### Excerpts from point annotation data
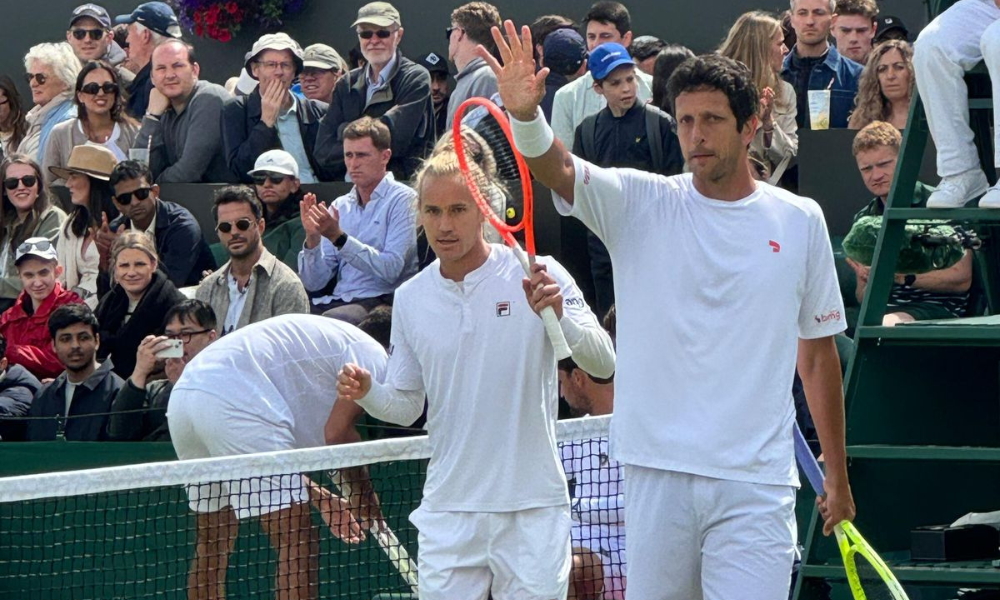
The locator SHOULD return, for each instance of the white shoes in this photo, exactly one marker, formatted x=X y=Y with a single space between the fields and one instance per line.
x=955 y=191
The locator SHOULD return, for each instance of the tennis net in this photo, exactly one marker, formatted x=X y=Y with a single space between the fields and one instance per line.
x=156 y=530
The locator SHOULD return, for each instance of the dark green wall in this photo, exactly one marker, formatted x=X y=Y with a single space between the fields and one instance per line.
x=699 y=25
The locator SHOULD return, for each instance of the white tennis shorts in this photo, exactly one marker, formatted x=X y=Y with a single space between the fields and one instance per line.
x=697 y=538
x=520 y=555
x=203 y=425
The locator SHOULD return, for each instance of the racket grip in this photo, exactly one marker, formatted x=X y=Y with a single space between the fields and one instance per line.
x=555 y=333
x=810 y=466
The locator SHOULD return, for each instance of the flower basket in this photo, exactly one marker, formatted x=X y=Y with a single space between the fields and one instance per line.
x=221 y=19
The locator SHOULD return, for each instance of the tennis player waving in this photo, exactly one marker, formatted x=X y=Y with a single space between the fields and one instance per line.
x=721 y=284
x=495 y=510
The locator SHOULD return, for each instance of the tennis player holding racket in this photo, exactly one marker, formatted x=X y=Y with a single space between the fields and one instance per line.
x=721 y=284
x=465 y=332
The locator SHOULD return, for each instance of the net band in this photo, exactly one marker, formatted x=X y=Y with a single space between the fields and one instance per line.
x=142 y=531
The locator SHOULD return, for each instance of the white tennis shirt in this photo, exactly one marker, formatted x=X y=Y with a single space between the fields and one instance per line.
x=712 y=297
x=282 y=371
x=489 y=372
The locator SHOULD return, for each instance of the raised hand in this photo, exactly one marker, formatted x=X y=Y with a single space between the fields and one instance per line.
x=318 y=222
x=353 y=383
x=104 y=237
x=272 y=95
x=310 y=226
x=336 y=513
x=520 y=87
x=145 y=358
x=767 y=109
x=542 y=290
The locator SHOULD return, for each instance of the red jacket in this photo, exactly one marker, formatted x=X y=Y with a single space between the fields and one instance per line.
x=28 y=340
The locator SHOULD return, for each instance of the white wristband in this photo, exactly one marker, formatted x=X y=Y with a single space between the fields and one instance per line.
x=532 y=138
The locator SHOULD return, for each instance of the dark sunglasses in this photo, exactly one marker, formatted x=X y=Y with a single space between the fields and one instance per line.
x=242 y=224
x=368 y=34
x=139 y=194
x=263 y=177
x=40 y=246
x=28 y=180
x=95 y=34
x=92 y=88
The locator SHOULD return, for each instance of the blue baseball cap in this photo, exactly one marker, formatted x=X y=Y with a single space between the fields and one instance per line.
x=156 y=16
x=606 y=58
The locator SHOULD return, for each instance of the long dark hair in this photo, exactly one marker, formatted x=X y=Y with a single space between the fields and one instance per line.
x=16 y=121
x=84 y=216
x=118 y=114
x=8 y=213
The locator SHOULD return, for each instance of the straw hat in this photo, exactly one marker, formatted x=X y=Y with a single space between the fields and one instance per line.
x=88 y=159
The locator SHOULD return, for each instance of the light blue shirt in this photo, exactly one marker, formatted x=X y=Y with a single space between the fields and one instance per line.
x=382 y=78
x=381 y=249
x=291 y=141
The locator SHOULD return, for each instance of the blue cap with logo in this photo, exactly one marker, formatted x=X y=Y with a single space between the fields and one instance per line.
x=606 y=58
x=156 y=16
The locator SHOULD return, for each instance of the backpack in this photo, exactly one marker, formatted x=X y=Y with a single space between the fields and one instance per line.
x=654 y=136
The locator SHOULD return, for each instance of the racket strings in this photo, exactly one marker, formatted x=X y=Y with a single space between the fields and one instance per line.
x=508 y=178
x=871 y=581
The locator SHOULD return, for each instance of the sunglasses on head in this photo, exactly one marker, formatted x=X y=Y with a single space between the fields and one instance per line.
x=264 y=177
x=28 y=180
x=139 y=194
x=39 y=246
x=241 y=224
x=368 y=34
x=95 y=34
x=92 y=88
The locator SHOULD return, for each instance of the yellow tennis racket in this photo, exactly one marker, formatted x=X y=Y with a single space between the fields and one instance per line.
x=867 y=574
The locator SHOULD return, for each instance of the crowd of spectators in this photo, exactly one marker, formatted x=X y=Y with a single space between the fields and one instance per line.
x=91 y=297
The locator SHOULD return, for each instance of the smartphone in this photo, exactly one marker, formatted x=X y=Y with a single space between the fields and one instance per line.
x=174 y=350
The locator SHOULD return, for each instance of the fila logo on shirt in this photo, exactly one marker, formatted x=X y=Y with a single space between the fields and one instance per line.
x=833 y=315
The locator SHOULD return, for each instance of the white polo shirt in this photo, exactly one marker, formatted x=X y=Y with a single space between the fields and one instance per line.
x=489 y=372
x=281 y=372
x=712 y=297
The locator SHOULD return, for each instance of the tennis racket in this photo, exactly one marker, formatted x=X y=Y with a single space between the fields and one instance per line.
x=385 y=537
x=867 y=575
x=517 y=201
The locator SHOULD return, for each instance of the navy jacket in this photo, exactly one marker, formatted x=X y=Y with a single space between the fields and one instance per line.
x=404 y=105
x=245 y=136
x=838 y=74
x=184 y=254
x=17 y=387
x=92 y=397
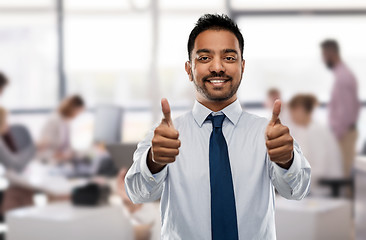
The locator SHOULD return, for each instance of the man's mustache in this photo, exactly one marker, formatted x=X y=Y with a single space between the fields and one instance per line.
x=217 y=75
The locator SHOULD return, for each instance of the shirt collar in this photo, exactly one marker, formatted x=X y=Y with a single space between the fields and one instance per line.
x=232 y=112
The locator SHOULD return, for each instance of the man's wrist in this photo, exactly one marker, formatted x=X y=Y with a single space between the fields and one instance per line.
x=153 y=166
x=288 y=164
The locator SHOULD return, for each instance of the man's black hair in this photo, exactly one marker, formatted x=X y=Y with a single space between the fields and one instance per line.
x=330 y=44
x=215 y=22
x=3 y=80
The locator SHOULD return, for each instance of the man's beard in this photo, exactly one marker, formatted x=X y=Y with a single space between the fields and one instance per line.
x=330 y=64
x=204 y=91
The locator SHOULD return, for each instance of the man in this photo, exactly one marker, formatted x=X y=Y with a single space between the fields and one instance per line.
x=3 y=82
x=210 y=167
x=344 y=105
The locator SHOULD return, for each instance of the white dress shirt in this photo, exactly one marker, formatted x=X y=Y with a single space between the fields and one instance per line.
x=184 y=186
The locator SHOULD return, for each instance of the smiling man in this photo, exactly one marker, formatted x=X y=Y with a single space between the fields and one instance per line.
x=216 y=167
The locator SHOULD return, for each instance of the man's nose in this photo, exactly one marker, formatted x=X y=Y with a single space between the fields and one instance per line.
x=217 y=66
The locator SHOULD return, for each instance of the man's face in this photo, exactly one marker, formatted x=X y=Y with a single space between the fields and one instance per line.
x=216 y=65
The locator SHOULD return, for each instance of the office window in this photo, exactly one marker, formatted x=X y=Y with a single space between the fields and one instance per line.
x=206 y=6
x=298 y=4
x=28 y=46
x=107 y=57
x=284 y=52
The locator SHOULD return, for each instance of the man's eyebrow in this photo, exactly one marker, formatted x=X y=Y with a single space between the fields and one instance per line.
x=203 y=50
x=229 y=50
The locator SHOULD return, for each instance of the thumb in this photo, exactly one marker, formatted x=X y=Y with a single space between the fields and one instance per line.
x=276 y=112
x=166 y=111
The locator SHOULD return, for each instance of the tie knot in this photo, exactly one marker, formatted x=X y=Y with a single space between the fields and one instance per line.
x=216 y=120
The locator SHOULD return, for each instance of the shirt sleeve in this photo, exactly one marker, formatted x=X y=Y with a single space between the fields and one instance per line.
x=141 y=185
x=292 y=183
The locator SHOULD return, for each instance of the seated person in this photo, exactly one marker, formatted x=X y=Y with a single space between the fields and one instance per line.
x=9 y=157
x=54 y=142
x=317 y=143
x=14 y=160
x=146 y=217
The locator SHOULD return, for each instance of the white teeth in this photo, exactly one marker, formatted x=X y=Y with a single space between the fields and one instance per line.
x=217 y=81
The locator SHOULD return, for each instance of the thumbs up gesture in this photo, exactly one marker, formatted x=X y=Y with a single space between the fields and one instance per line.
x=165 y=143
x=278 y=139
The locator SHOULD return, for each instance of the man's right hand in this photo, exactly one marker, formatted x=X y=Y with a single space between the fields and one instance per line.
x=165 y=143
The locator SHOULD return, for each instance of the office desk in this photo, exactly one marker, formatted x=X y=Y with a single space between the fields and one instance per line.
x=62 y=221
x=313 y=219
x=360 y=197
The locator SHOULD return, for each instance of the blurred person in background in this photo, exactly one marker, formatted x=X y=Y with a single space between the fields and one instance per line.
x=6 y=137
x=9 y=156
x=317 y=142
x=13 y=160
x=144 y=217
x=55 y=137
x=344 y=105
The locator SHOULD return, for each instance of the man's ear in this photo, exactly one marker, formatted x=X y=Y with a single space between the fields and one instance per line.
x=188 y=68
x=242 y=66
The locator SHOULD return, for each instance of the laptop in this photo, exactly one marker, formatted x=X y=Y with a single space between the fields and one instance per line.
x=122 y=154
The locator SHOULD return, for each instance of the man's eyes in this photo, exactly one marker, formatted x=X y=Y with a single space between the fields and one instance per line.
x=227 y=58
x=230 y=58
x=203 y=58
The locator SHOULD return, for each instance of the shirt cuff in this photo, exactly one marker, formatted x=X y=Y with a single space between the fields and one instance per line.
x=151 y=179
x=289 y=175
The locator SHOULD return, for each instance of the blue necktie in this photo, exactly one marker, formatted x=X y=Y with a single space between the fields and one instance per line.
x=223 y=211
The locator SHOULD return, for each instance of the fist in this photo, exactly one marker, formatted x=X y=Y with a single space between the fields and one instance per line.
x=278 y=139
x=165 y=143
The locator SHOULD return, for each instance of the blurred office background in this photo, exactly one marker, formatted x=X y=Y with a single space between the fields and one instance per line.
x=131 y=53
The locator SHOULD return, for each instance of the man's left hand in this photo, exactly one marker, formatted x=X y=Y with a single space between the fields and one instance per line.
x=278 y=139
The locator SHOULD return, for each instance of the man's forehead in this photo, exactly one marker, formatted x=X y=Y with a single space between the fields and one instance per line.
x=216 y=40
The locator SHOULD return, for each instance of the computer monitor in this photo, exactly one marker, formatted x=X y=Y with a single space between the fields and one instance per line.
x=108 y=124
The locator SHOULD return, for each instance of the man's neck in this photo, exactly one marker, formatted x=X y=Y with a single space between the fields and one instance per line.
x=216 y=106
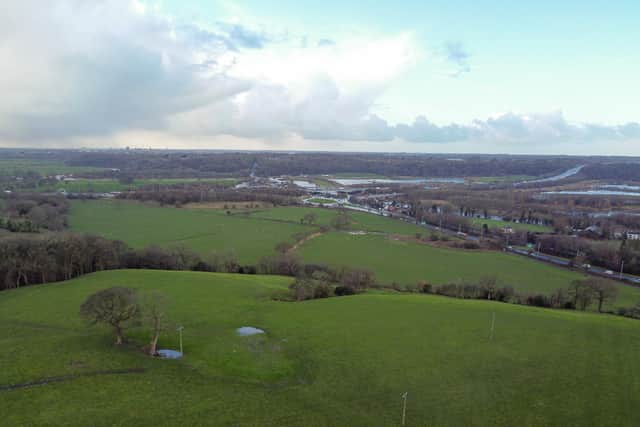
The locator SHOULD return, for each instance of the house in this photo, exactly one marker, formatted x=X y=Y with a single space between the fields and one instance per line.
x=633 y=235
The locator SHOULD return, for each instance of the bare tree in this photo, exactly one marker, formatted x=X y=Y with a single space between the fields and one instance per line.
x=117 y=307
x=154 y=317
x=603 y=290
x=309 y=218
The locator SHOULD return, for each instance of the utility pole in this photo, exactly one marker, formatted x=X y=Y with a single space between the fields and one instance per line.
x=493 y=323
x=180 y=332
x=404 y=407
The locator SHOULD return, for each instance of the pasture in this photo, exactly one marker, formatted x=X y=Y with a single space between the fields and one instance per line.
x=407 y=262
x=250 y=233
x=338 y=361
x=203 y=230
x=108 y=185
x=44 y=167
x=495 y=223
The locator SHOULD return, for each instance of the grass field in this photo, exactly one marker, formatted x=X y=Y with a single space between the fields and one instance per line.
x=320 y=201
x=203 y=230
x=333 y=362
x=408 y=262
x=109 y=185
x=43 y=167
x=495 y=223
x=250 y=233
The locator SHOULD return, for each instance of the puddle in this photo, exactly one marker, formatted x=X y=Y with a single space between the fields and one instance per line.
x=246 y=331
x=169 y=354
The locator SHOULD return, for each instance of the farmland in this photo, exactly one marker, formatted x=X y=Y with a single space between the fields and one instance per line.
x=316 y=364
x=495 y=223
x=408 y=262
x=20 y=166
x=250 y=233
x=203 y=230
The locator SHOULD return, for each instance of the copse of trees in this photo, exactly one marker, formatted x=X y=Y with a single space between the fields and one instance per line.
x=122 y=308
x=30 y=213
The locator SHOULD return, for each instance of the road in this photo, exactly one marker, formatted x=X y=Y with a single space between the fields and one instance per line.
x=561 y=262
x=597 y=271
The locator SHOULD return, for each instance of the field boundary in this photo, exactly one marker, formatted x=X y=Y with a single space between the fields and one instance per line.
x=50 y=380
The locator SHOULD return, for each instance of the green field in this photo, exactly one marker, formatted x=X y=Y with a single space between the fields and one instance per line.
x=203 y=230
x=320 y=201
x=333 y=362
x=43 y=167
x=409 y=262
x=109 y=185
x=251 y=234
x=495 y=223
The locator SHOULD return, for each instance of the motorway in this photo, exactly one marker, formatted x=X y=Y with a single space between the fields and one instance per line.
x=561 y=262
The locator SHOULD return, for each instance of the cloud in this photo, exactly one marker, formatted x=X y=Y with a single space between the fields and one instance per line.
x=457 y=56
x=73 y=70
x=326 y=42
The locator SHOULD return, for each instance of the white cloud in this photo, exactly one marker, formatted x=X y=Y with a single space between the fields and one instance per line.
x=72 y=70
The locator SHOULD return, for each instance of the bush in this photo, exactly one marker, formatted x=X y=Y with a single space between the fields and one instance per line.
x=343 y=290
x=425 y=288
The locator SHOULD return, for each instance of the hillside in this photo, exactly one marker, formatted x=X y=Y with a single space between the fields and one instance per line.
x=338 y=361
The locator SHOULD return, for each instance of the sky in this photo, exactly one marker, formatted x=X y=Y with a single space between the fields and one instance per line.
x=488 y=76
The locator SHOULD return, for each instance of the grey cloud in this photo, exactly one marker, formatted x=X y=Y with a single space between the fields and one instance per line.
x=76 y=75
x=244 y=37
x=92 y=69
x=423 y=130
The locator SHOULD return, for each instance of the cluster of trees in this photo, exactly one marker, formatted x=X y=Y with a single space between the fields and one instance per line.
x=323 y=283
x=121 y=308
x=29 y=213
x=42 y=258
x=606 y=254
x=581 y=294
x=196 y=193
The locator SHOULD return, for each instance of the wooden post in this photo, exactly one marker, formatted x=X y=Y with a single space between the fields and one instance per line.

### Exercise description
Locate the line that contains "The locator SHOULD return, for each instance of the bush". Repeat it and every line after it, up to and including the final line, exactly.

### Response
The locator SHOULD return, for each instance of the bush in this photo, exactly one marker, formatted x=X y=Y with a single space between the fields and one instance per line.
x=343 y=290
x=425 y=288
The locator SHOULD return, for each instance of the hillside in this photo, exactly one marker, formatted x=X y=Y with a single space between the fields and one instance per line.
x=338 y=361
The locator SHOULD return, for each instance of the sky in this photo, exactly one marker, formatted x=X y=Y with a single space between the fields and one instance per line.
x=488 y=76
The locator SHOULD return, for each instance of the grey cloud in this photo, exactly one marker, formatted x=X y=Y with a single space between the fields and one instance per line.
x=76 y=75
x=244 y=37
x=92 y=69
x=423 y=130
The locator SHOULD return, for each instance of the cluster of trees in this photo, exactly one marker, formatted x=X y=Y with a single space between the fields and one instance per line.
x=323 y=283
x=121 y=308
x=29 y=213
x=42 y=258
x=606 y=254
x=581 y=294
x=196 y=193
The locator SHOULD return, for each instance of the wooden post in this photo, exactly one marker, formatted x=X y=Y with a single space between the fields and one instance per line.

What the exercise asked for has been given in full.